For the listing below, print exactly the lines from the line with "Category: camouflage sleeve" to the line with "of the wrinkled", both included, and nothing beyond them.

[Dataset — start]

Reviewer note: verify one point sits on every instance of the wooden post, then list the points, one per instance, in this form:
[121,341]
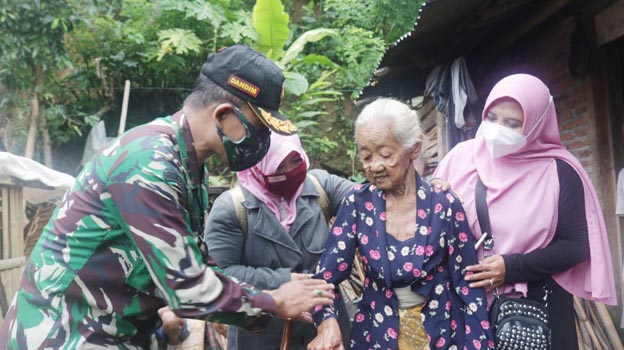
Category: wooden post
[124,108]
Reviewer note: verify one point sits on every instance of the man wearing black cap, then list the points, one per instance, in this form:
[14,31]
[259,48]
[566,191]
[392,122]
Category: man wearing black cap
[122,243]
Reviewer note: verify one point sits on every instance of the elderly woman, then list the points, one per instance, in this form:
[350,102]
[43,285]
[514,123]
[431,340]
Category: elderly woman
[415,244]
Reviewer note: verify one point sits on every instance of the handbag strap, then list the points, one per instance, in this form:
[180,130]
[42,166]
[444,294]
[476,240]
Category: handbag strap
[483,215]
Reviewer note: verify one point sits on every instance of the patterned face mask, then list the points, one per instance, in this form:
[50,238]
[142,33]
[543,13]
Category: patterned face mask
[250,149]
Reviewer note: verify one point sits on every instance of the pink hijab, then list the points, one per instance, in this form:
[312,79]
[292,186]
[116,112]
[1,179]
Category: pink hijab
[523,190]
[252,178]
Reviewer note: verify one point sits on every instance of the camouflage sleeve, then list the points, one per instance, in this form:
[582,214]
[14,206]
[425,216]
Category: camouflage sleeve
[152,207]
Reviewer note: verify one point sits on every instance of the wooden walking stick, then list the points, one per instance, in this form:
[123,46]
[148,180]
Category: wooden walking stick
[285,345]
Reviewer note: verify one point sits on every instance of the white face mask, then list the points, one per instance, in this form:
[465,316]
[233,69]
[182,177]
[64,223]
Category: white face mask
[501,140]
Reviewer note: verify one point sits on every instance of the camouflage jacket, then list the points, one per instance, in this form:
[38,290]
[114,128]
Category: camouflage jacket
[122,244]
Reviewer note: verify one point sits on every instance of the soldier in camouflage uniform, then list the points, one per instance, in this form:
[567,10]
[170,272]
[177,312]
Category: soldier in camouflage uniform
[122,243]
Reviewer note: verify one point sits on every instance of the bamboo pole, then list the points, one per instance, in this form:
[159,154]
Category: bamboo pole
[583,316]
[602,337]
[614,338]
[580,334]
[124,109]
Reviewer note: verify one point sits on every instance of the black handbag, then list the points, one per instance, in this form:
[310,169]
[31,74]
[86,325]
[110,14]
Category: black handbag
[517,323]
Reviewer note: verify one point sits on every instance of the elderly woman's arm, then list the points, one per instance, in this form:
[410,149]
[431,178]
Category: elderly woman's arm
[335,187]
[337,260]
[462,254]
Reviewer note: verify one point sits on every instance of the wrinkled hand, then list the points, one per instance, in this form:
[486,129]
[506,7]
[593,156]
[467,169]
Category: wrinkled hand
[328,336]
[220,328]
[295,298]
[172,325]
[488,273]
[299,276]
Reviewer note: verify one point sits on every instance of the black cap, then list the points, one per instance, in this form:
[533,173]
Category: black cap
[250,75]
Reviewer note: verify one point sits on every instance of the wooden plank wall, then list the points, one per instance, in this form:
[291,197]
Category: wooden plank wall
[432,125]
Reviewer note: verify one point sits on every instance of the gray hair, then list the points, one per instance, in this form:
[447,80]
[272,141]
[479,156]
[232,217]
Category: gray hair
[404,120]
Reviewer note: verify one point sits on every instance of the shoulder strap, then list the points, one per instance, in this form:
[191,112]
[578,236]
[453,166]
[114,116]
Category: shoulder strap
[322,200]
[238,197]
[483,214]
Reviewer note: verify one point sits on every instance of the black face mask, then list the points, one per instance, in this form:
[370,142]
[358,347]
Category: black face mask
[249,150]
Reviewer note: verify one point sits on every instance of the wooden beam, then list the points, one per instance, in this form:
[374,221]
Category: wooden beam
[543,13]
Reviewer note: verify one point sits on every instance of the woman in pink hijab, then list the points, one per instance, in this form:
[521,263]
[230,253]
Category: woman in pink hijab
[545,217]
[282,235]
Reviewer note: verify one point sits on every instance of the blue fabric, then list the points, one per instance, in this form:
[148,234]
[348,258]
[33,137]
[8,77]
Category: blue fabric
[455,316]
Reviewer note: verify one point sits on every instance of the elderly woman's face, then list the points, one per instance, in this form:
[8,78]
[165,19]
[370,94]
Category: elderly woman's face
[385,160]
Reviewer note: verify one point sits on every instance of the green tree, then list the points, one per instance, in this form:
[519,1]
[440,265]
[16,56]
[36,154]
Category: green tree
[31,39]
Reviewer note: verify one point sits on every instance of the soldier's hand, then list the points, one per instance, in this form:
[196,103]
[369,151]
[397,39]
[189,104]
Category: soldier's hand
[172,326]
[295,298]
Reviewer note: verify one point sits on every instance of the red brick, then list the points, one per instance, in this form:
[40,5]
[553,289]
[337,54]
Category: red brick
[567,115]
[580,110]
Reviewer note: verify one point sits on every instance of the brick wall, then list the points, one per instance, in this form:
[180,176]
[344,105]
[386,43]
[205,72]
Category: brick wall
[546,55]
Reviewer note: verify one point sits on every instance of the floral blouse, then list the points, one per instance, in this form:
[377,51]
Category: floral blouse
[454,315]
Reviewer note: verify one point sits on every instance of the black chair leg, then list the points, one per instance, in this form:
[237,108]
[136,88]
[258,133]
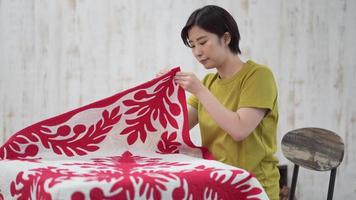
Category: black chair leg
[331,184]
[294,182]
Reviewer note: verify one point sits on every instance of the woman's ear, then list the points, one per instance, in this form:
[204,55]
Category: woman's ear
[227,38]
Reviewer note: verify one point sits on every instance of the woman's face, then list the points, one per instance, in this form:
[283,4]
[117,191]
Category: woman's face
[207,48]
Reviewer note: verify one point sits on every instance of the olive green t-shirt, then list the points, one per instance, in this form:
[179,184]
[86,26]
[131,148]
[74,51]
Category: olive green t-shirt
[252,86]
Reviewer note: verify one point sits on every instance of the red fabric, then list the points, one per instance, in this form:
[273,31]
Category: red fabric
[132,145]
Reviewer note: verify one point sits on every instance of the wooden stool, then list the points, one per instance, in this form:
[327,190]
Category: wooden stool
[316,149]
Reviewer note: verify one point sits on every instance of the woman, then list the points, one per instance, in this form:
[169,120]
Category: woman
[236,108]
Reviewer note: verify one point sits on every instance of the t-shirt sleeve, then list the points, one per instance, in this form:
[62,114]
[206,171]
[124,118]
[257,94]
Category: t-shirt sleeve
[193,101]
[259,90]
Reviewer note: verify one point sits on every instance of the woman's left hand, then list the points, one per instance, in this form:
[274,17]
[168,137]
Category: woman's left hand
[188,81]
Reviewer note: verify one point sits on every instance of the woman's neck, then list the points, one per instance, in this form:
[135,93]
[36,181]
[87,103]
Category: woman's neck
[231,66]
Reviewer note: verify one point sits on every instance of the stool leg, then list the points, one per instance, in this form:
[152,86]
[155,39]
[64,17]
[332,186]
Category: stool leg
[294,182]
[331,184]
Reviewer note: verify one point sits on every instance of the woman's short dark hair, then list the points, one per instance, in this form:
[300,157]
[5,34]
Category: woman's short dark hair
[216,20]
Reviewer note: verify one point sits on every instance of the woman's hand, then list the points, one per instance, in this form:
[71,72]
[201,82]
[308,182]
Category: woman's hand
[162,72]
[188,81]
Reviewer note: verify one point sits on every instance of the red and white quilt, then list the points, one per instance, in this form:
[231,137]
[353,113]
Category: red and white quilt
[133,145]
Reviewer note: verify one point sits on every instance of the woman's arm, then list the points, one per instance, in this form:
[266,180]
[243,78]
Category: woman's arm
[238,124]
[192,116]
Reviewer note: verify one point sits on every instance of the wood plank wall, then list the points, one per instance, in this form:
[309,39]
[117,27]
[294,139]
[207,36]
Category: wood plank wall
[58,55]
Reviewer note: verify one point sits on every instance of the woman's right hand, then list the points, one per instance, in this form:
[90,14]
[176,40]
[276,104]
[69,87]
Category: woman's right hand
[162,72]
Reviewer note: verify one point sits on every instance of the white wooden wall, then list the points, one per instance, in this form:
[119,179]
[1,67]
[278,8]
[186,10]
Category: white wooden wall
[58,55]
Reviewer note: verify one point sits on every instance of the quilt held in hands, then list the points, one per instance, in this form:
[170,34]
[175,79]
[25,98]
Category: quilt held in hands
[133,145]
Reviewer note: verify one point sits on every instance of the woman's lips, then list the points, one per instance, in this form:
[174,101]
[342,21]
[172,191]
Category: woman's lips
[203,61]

[Dataset — finish]
[Dataset — start]

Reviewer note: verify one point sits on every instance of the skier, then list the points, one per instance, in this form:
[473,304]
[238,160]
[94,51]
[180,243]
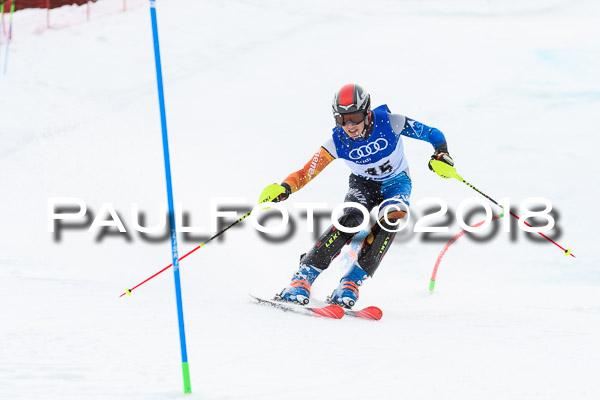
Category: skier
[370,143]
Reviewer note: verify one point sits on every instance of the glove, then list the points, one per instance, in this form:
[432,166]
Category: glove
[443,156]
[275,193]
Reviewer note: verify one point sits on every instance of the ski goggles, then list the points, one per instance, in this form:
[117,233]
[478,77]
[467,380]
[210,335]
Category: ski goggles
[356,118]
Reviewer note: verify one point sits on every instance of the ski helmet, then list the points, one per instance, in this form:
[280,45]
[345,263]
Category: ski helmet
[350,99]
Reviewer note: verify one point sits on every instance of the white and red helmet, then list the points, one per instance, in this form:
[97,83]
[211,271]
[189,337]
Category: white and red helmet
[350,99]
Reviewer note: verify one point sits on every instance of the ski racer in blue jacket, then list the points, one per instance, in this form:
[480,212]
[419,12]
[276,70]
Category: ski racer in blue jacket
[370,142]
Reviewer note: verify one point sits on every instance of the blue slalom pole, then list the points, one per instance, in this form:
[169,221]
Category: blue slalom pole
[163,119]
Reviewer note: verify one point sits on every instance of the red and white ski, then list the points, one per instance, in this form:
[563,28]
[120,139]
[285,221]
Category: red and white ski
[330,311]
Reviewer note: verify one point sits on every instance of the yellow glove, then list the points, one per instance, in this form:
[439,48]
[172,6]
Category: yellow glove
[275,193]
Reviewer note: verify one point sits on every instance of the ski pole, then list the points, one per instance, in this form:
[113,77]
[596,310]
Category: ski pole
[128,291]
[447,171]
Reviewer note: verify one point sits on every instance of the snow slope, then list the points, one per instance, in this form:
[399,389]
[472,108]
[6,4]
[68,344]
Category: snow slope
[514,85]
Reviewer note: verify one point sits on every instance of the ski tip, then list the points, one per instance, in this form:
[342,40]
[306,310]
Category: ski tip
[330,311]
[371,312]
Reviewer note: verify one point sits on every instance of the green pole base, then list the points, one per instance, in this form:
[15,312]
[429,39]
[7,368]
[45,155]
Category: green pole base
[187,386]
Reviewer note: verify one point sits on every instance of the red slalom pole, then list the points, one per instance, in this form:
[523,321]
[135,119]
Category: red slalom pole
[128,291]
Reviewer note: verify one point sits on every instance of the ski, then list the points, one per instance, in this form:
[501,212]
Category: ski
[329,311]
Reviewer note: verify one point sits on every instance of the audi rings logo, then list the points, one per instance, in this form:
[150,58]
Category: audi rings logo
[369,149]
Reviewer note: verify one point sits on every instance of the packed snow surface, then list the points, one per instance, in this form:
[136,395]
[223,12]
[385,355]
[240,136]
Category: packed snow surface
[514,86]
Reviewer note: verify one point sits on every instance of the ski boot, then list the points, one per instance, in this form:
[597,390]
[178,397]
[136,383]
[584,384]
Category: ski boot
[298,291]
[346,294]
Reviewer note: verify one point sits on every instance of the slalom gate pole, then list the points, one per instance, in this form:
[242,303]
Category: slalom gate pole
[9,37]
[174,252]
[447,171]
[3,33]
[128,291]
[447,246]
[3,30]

[Dataset — finish]

**Exercise output:**
Category: camouflage sleeve
[152,207]
Reviewer note: verify one point sits on every instance of the wooden walking stick, then list the points, one per instance, in this form:
[123,46]
[148,180]
Category: wooden walking stick
[285,345]
Reviewer note: verify one point sits on every instance of the white face mask, then list the points, one per instance, in this form:
[465,316]
[233,69]
[182,177]
[64,223]
Category: white face mask
[501,140]
Reviewer note: verify one point sits on every instance of the camouflage jacket, then list the points, one per instance, in this form:
[38,290]
[114,128]
Category: camouflage jacket
[122,244]
Reviewer note: verify one point sits on every instance of the soldier in camouflage uniform, then list the points, one per instance, in this form:
[567,10]
[170,272]
[177,312]
Category: soldier in camouflage uniform
[122,243]
Reviewer note: verify one point sits on every instance of the bamboo pole, then list the points, one per instance, in this form:
[159,154]
Category: bamboo pole
[583,316]
[602,337]
[614,338]
[580,334]
[124,109]
Reviewer note: verify one point sits on every instance of the black handbag, then list the points, one per instance, in this form:
[310,169]
[31,74]
[86,325]
[110,14]
Category: black handbag
[517,323]
Reviewer note: verify one point sits on every instance of the elderly woman's arm, then list the points, one per instance, in this form:
[410,149]
[431,178]
Category: elderly woman's arm
[335,187]
[337,260]
[462,254]
Reviewer note: verify one point sits on every instance of the wrinkled hand, then list the points, one per instance, in this form:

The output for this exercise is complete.